# Contrôle de graphes en ObjC sous XCode



## boulifb (24 Mai 2008)

Bonjour,

J'aimerais savoir s'il existe un contrôle permettant de faire des graphes en tous genres simple à utiliser dans le style de ZedGraph (contrôle C#)?

Mon but étant de tracer des courbes sous Mac OS.

Bien à vous.

Fred.


----------



## boulifb (24 Mai 2008)

trouvé:
http://developer.snowmintcs.com/frameworks/sm2dgraphview/

Fred.


----------



## Alycastre (24 Mai 2008)

Dans ton dossier "utilitaires" des applis, il y a le soft Grapher, tu as essayé ?
Mais je doute que ce soit ce que tu recherches ...


----------



## PA5CAL (24 Mai 2008)

Bonjour

Si c'est pour faire des sorties graphiques dans un programme fabriqué soi-même, je pense qu'il est plus simple de tout développer depuis zéro.

DONNÉES FOURNIES
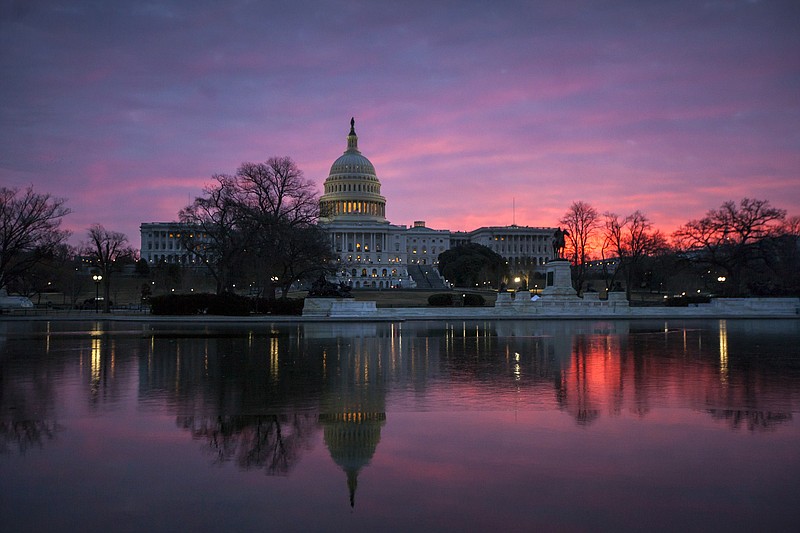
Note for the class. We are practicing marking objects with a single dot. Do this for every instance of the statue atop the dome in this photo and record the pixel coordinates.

TRAVAIL À FAIRE
Répondez aux questions suivantes à partir du fil de discussion sur les graphes en ObjC.
(a) Quel contrôle C# le premier message cite-t-il comme modèle ?
(b) Dans quel dossier des applications Alycastre situe-t-il le logiciel Grapher ?
(c) Selon PA5CAL, que vaut-il mieux faire pour des sorties graphiques dans un programme fabriqué soi-même ?

RÉPONSE
(a) ZedGraph.
(b) Dans le dossier « utilitaires ».
(c) Tout développer depuis zéro.